■ Set task ■
Copy the data that follows, character for character, minus the pictures.

[Dataset records]

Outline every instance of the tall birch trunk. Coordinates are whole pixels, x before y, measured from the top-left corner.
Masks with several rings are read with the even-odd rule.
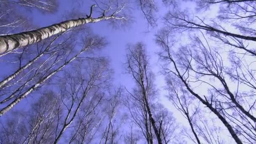
[[[5,114],[11,109],[13,107],[14,107],[14,106],[18,104],[18,103],[19,103],[21,100],[26,98],[29,93],[31,93],[32,91],[35,90],[35,89],[38,86],[43,84],[43,82],[46,81],[47,80],[51,77],[51,76],[52,76],[57,72],[61,70],[62,68],[65,67],[68,64],[69,64],[72,61],[74,60],[75,59],[76,59],[80,54],[83,53],[83,52],[85,50],[86,50],[86,49],[83,49],[79,53],[77,54],[72,59],[69,59],[68,61],[66,62],[65,63],[64,63],[63,65],[59,67],[56,70],[49,74],[47,76],[44,77],[42,80],[37,82],[34,85],[33,85],[31,87],[30,87],[30,88],[28,89],[27,91],[21,94],[21,96],[20,96],[15,99],[13,101],[11,102],[8,106],[0,110],[0,117],[2,116],[3,115]]]
[[[90,16],[85,18],[66,21],[37,29],[0,36],[0,53],[8,52],[19,48],[38,43],[53,35],[61,33],[69,29],[83,24],[96,23],[111,19],[123,18],[117,18],[114,16],[114,14],[119,11],[114,13],[109,16],[105,16],[104,13],[101,16],[93,18],[91,16],[92,7],[94,6],[95,6],[95,5],[91,7]]]

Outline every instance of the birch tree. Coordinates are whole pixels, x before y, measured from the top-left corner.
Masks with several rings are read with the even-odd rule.
[[[38,43],[55,35],[66,32],[70,29],[85,24],[111,19],[127,19],[125,17],[121,16],[122,13],[125,8],[125,5],[117,4],[116,8],[113,9],[112,7],[113,4],[112,2],[108,4],[108,8],[102,9],[101,16],[98,17],[93,17],[93,9],[97,7],[96,5],[93,5],[91,7],[90,14],[84,18],[68,20],[32,31],[1,35],[0,36],[0,53],[6,53],[17,48]]]
[[[131,75],[134,79],[137,88],[136,88],[134,93],[129,93],[131,96],[135,100],[138,101],[139,108],[142,107],[144,110],[145,117],[143,119],[146,119],[145,122],[142,123],[149,122],[146,124],[147,135],[151,133],[150,129],[151,126],[148,127],[148,125],[152,125],[157,137],[159,144],[162,143],[161,138],[161,132],[159,131],[161,127],[161,124],[159,127],[157,126],[157,121],[155,118],[153,117],[153,111],[151,108],[150,102],[152,102],[154,95],[155,94],[154,90],[154,85],[152,78],[153,75],[149,70],[149,58],[147,55],[145,49],[145,46],[141,43],[138,43],[136,45],[128,48],[128,53],[126,55],[127,66],[128,68],[127,72]],[[140,109],[138,109],[140,111]],[[132,115],[133,114],[132,114]],[[148,121],[147,119],[148,118]],[[152,135],[149,137],[149,143],[153,142]],[[148,137],[148,136],[147,136]]]
[[[15,91],[11,91],[10,93],[8,93],[6,94],[4,91],[3,92],[5,97],[3,97],[1,100],[1,104],[3,104],[3,107],[0,110],[1,114],[0,115],[2,115],[7,112],[21,100],[27,97],[30,93],[48,81],[52,76],[76,59],[84,51],[91,50],[93,51],[94,49],[100,48],[106,44],[104,39],[101,37],[85,37],[85,38],[82,48],[76,53],[72,51],[69,51],[69,52],[65,51],[57,51],[56,52],[56,55],[52,55],[46,59],[46,62],[47,62],[45,61],[37,66],[34,72],[35,73],[33,74],[34,75],[31,77],[29,77],[29,79],[25,81],[25,83],[22,83],[21,86],[16,88]],[[72,48],[71,50],[72,49]],[[61,49],[64,50],[62,48]],[[63,54],[62,52],[66,54]],[[64,59],[64,58],[65,55],[67,57]],[[61,61],[61,60],[63,60]],[[50,64],[48,63],[48,61],[50,61]],[[37,76],[39,76],[39,79],[34,79],[35,77],[36,77]],[[31,83],[27,87],[28,83]],[[24,88],[25,86],[26,88]]]

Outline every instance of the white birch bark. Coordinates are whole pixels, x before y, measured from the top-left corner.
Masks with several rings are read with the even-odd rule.
[[[0,36],[0,53],[8,52],[16,48],[23,47],[33,43],[37,43],[56,34],[66,32],[69,29],[88,23],[93,23],[102,20],[109,19],[122,19],[124,18],[117,18],[115,14],[119,13],[121,10],[116,11],[110,16],[103,16],[97,18],[93,18],[91,13],[85,18],[79,18],[64,21],[59,24],[43,27],[39,29],[18,34]]]
[[[64,63],[63,65],[59,67],[56,70],[49,74],[47,76],[44,77],[42,80],[40,80],[37,82],[36,83],[35,83],[34,85],[30,87],[30,88],[28,89],[27,91],[23,93],[21,96],[19,96],[18,98],[15,99],[15,100],[14,100],[13,101],[5,107],[2,109],[0,110],[0,117],[2,116],[4,114],[6,113],[11,109],[14,106],[19,103],[20,101],[26,98],[30,93],[33,91],[35,89],[37,88],[43,82],[48,80],[49,78],[51,77],[51,76],[56,73],[58,72],[61,70],[62,68],[65,67],[68,64],[70,63],[72,61],[76,59],[80,54],[83,53],[83,52],[86,49],[83,49],[78,53],[72,59],[69,59],[68,61],[66,62],[65,63]]]

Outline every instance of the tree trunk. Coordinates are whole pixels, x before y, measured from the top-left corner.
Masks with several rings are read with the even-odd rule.
[[[39,42],[56,34],[64,32],[69,29],[88,23],[93,23],[102,20],[116,19],[114,16],[104,16],[97,18],[88,17],[79,18],[56,24],[39,29],[18,34],[0,36],[0,53],[7,52],[16,48]]]
[[[48,75],[46,77],[44,77],[40,80],[39,81],[36,83],[35,83],[34,85],[32,86],[30,88],[28,89],[25,92],[23,93],[20,96],[19,96],[13,101],[11,102],[10,104],[9,104],[6,107],[3,108],[0,110],[0,117],[2,116],[4,114],[6,113],[11,109],[15,105],[19,103],[20,101],[23,99],[24,98],[26,98],[30,93],[33,91],[35,89],[37,88],[38,86],[39,86],[41,84],[42,84],[43,82],[46,81],[49,78],[50,78],[51,76],[53,75],[54,74],[56,73],[57,72],[61,70],[62,68],[65,67],[67,65],[71,62],[74,60],[76,59],[81,53],[85,51],[84,49],[78,53],[75,56],[73,57],[72,57],[71,59],[69,59],[68,61],[64,63],[62,65],[59,67],[56,70],[52,72],[49,75]]]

■ Reply ■
Outline every instance of the tall birch trunk. Coordinates are whole pixels, x before y, measured from the top-left corner.
Masks with several rings are read with the even-odd rule.
[[[5,114],[11,109],[13,107],[14,107],[14,106],[18,104],[18,103],[19,103],[21,100],[26,98],[29,93],[31,93],[32,91],[35,90],[35,89],[38,86],[43,84],[43,82],[46,81],[47,80],[51,77],[51,76],[52,76],[57,72],[61,70],[62,68],[65,67],[68,64],[69,64],[72,61],[74,60],[75,59],[76,59],[80,54],[83,53],[83,52],[85,50],[86,50],[86,49],[83,49],[79,53],[77,54],[72,59],[69,59],[68,61],[66,62],[65,63],[64,63],[63,65],[59,67],[56,70],[49,74],[47,76],[44,77],[42,80],[37,82],[34,85],[33,85],[31,87],[30,87],[30,88],[28,89],[27,91],[21,94],[21,96],[20,96],[15,99],[13,101],[11,102],[8,106],[0,110],[0,117],[2,116],[3,115]]]
[[[90,16],[85,18],[66,21],[37,29],[0,36],[0,53],[8,52],[19,48],[38,43],[53,35],[61,33],[69,29],[83,24],[96,23],[111,19],[123,18],[117,18],[114,16],[114,14],[119,11],[114,13],[109,16],[105,16],[104,13],[101,16],[93,18],[91,16],[92,7],[94,6],[95,6],[95,5],[91,7]]]

Outline every instance of the birch tree. Coordinates are whole pixels, x before y, measured from the top-left corner.
Masks with several rings are read with the even-odd rule.
[[[38,43],[55,35],[66,32],[70,29],[85,24],[111,19],[127,19],[125,17],[121,16],[122,13],[125,8],[125,5],[117,4],[116,8],[113,9],[112,7],[113,4],[112,2],[108,4],[108,8],[102,9],[101,16],[98,17],[93,17],[93,9],[97,7],[96,5],[93,5],[91,7],[90,14],[84,18],[68,20],[32,31],[1,35],[0,36],[0,53],[6,53],[17,48]]]
[[[131,75],[134,79],[137,88],[136,88],[134,93],[129,93],[131,96],[135,100],[138,101],[139,108],[142,107],[144,110],[145,117],[143,119],[146,119],[145,122],[142,123],[149,122],[146,124],[147,135],[151,133],[150,129],[151,126],[148,127],[148,125],[152,125],[157,137],[159,144],[162,143],[161,138],[161,132],[159,131],[161,127],[161,124],[159,127],[157,126],[157,121],[155,118],[153,117],[153,111],[151,108],[150,102],[152,102],[154,95],[155,94],[154,90],[154,85],[152,78],[153,75],[149,70],[149,58],[147,55],[145,49],[145,46],[141,43],[138,43],[136,45],[128,48],[128,53],[126,55],[127,66],[128,68],[127,72]],[[140,109],[138,109],[140,111]],[[132,115],[133,114],[132,114]],[[148,121],[147,119],[148,118]],[[152,135],[149,137],[149,143],[153,142]],[[148,137],[148,136],[147,136]]]
[[[15,91],[11,91],[10,93],[8,93],[6,94],[4,91],[3,92],[5,97],[3,97],[1,100],[1,104],[3,104],[3,107],[0,110],[1,114],[0,115],[2,115],[7,112],[21,100],[27,97],[30,93],[48,81],[52,76],[76,59],[84,51],[91,50],[93,51],[94,49],[100,48],[106,44],[104,39],[101,37],[85,37],[85,38],[82,48],[76,53],[72,51],[69,51],[69,52],[65,51],[57,51],[56,52],[56,55],[52,55],[46,59],[46,62],[47,62],[45,61],[37,66],[34,72],[35,73],[33,74],[34,75],[31,77],[29,77],[29,79],[25,81],[25,83],[22,83],[21,86],[16,88]],[[72,48],[71,50],[72,49]],[[61,49],[64,50],[62,48]],[[63,54],[62,52],[66,54]],[[64,59],[64,58],[65,55],[67,57]],[[61,61],[61,60],[63,60]],[[50,64],[48,63],[48,61],[50,61]],[[37,76],[39,76],[39,79],[34,79],[35,77],[36,77]],[[31,83],[27,87],[28,83]],[[24,88],[25,86],[26,88]]]

Outline every instance of the white birch bark. Coordinates are whole pixels, x before y, measured from the top-left corner.
Masks with several rings are read with the even-odd rule.
[[[0,36],[0,53],[8,52],[16,48],[23,47],[33,43],[37,43],[56,34],[66,32],[69,29],[88,23],[93,23],[102,20],[109,19],[122,19],[124,18],[117,18],[115,14],[119,13],[121,10],[116,11],[110,16],[103,16],[97,18],[93,18],[91,13],[85,18],[79,18],[64,21],[59,24],[43,27],[39,29],[18,34]]]
[[[64,63],[63,65],[59,67],[56,70],[49,74],[47,76],[44,77],[42,80],[40,80],[37,82],[36,83],[35,83],[34,85],[30,87],[30,88],[28,89],[27,91],[23,93],[21,96],[19,96],[18,98],[15,99],[15,100],[14,100],[13,101],[5,107],[2,109],[0,110],[0,117],[2,116],[4,114],[6,113],[11,109],[14,106],[19,103],[20,101],[26,98],[30,93],[33,91],[35,89],[37,88],[43,82],[48,80],[49,78],[51,77],[51,76],[56,73],[58,72],[61,70],[62,68],[65,67],[68,64],[70,63],[72,61],[76,59],[80,54],[83,53],[83,52],[86,49],[83,49],[78,53],[72,59],[69,59],[68,61],[66,62],[65,63]]]

Outline every instance of the tree trunk. Coordinates are whole pixels, x before y, measured from the top-left corner.
Masks with several rings are read with the even-odd rule.
[[[39,42],[56,34],[64,32],[69,29],[88,23],[93,23],[102,20],[116,19],[114,16],[104,16],[97,18],[88,17],[79,18],[56,24],[39,29],[18,34],[0,36],[0,53],[7,52],[16,48]]]
[[[48,75],[46,77],[44,77],[40,80],[39,81],[36,83],[35,83],[34,85],[32,86],[30,88],[28,89],[25,92],[23,93],[20,96],[19,96],[13,101],[11,102],[10,104],[9,104],[6,107],[3,108],[0,110],[0,117],[2,116],[4,114],[6,113],[11,109],[15,105],[19,103],[20,101],[23,99],[24,98],[26,98],[30,93],[33,91],[35,89],[37,88],[38,86],[39,86],[41,84],[42,84],[43,82],[46,81],[49,78],[50,78],[51,76],[53,75],[54,74],[56,73],[57,72],[61,70],[62,68],[65,67],[67,65],[71,62],[74,60],[76,59],[81,53],[85,51],[84,49],[78,53],[75,56],[73,57],[72,57],[71,59],[69,59],[68,61],[64,63],[62,65],[59,67],[56,70],[52,72],[49,75]]]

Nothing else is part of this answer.